設問:
A - 「夜はやさし」の紹介文から、「初版は1960年。訳は古いので、正直に言って、分かりにくかったです。」で始まり「そもそもディックは、ニコルを愛していたのだろうか?」まで続く部分をそのまま再現してください。
B - 「夜はやさし」の紹介文によると、ディックはどこでニコルに出会いましたか。
C - 「夜はやさし」の紹介文を、最後の文のあとから書き継いでください。

本文:

※

「夜はやさし」 フェッツジェラルド作 谷口陸男訳 (角川文庫)
ある精神科医と、精神を病んだ妻の、十数年の結婚生活を描いた物語です。
フィッツジェラルドの最後の長編で、自伝的な要素が多い作品です。
現在、角川文庫で読むことができます。
初版は1960年。訳は古いので、正直に言って、分かりにくかったです。
前途有望な精神科医ディックは、ある診療所でニコルという少女に出会いました。
彼女は美しく、富豪の娘であり、その診療所の患者でした。二人は恋に落ちます。
周囲の反対を押し切って結婚した二人は、一見幸せな夫婦でした。
しかし実際は、平和も幸福も、微妙な均衡の上に成り立っていたのです。
二人の前に、若き女優ローズマリーが現れると、その均衡は崩れて・・・
やがて事態は、取り返しがつかない段階に進んでゆき・・・
読み終わってから、一つの疑問が湧きました。
そもそもディックは、ニコルを愛していたのだろうか?

※

(収集したデータ項目)

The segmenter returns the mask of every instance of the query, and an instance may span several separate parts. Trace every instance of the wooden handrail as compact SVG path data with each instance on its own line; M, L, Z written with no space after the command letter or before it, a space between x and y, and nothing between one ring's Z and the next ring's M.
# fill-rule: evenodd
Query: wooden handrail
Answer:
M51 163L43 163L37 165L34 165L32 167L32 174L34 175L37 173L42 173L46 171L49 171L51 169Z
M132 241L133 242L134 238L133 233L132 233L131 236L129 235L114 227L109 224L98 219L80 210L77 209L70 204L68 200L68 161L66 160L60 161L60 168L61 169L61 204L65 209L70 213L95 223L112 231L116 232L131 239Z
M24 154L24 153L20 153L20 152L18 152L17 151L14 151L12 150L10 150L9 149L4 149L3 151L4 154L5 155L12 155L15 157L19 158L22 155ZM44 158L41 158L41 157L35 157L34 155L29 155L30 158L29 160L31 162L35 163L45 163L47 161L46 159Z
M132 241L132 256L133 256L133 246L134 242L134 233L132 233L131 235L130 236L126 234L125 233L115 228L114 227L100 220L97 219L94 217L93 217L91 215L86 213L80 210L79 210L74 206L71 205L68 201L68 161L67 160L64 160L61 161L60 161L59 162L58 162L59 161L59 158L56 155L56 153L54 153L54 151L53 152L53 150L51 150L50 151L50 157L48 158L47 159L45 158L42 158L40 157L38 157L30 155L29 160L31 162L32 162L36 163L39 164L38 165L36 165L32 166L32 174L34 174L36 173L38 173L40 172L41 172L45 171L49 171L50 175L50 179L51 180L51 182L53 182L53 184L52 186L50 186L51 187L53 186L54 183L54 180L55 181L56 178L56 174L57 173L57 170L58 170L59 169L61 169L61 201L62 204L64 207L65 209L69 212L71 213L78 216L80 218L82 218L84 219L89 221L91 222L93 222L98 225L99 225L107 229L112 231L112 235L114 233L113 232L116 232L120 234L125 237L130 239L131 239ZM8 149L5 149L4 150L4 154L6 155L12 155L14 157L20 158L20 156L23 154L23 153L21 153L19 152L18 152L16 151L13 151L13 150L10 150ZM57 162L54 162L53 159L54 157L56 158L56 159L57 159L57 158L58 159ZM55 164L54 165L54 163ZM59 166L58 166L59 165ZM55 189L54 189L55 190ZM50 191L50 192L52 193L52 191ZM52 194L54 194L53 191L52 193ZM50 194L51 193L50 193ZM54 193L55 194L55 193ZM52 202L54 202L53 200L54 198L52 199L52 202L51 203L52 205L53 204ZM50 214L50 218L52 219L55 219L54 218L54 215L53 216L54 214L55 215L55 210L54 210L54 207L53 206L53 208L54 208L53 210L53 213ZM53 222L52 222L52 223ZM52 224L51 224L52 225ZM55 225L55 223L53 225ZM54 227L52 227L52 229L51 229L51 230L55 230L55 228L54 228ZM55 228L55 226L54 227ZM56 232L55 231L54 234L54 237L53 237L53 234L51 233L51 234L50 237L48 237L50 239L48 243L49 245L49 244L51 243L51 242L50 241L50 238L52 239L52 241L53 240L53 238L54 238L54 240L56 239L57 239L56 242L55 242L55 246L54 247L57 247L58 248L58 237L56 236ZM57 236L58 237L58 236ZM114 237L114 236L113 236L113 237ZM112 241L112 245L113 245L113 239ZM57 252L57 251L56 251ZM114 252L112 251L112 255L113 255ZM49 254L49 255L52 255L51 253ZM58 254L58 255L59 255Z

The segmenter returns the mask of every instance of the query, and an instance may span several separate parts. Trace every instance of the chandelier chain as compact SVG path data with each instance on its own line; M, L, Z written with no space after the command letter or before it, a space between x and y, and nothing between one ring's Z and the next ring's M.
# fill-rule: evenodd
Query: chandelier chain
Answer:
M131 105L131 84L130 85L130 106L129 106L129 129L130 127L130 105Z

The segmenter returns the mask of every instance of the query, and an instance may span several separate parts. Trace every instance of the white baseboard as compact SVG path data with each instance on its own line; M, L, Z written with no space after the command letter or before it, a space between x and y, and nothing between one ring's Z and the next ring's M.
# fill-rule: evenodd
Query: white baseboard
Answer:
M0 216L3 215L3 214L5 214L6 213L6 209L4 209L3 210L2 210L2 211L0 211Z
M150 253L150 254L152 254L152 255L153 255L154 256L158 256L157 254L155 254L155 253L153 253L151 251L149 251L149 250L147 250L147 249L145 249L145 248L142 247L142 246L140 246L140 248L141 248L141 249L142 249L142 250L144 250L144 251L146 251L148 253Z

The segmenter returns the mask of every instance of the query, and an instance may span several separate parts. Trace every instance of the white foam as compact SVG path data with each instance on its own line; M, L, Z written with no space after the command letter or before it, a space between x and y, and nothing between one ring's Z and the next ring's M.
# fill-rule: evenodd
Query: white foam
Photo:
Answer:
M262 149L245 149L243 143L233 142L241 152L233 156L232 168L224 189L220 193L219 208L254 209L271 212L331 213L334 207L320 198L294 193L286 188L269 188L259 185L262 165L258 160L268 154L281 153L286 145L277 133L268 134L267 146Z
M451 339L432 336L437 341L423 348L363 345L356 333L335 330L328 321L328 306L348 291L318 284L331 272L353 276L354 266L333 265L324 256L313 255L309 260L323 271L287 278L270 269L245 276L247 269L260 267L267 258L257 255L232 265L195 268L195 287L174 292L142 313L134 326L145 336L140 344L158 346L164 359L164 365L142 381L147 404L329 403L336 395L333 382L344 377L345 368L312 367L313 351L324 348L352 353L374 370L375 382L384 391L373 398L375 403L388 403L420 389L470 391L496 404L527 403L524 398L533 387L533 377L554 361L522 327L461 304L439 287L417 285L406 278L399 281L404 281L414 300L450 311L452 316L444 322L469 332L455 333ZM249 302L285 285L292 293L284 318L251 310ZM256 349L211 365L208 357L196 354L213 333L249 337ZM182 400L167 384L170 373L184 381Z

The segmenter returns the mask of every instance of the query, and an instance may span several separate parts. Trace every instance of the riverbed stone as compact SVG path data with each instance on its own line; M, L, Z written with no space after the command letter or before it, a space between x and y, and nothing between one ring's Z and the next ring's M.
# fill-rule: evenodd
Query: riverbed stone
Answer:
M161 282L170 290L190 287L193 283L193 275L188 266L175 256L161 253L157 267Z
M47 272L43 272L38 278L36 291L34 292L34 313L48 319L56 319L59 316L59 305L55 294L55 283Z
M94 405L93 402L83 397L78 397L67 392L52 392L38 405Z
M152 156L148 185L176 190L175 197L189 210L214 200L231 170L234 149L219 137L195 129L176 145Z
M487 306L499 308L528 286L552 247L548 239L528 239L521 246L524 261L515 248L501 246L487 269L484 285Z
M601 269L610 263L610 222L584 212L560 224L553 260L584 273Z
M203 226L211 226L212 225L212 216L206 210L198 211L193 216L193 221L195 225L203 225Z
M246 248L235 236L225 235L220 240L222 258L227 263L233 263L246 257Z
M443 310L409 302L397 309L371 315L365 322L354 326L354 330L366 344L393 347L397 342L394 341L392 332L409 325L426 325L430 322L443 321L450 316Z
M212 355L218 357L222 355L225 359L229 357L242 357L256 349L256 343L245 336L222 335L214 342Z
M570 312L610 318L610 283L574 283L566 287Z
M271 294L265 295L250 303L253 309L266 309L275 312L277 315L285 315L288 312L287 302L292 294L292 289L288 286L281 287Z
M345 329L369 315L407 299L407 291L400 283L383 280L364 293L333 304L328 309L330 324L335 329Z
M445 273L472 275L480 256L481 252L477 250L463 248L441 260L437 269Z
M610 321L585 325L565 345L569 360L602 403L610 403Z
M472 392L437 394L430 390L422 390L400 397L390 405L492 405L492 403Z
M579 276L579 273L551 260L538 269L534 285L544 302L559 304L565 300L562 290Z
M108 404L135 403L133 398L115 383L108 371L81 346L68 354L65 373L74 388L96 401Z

※

解答:
A -
初版は1960年。訳は古いので、正直に言って、分かりにくかったです。
前途有望な精神科医ディックは、ある診療所でニコルという少女に出会いました。
彼女は美しく、富豪の娘であり、その診療所の患者でした。二人は恋に落ちます。
周囲の反対を押し切って結婚した二人は、一見幸せな夫婦でした。
しかし実際は、平和も幸福も、微妙な均衡の上に成り立っていたのです。
二人の前に、若き女優ローズマリーが現れると、その均衡は崩れて・・・
やがて事態は、取り返しがつかない段階に進んでゆき・・・
読み終わってから、一つの疑問が湧きました。
そもそもディックは、ニコルを愛していたのだろうか?

B - ある診療所です。

C -
彼が結婚したのは、一人の女性ではなく、一人の患者だったのではないか?
ニコルとの結婚の動機は、愛よりも責任の方が、大きかったのではないか?
私には、結婚からすでに、ディックの転落が始まっていたように思えます。
ディックはそれを自覚しながら、落ちるに任せていたのではないでしょうか。
そこには、なんともいえない甘美さがあります。
村上春樹だったら、そういう甘美な悲哀を、うまく訳してくれるでしょう。
さて、この作品の発表時、「ギャツビー」の成功から9年がたっていました。
すでに、フィッツジェラルドは、過去の人になっていたのです。
フィッツジェラルドは、作品が売れず、アルコールに溺れていました。
美しき妻ゼルダは、精神を病み、病院で療養していました。
精神を病んだ妻に翻弄されて、しだいに破滅に向かうフィッツジェラルド。
「夜はやさし」の「ディック」は、まさに作者の分身です。
ところでこの作品には、エピソードの順序が違う二つのバージョンがあります。
この角川文庫版は、決定版ということ ですが、作者の死後に編集されたもの。
ほかに、作者自身によって出版された、オリジナル版が存在します。
破綻があるものの、オリジナル版の方が、劇的な展開になっているようです。
今年2014年7月に、オリジナル版の新訳が出ました。解説は村上春樹!
しかし、単行本で4536円。いつか文庫化されたら読みたいです。
さいごに。(柳美里さんへの原稿料未払い)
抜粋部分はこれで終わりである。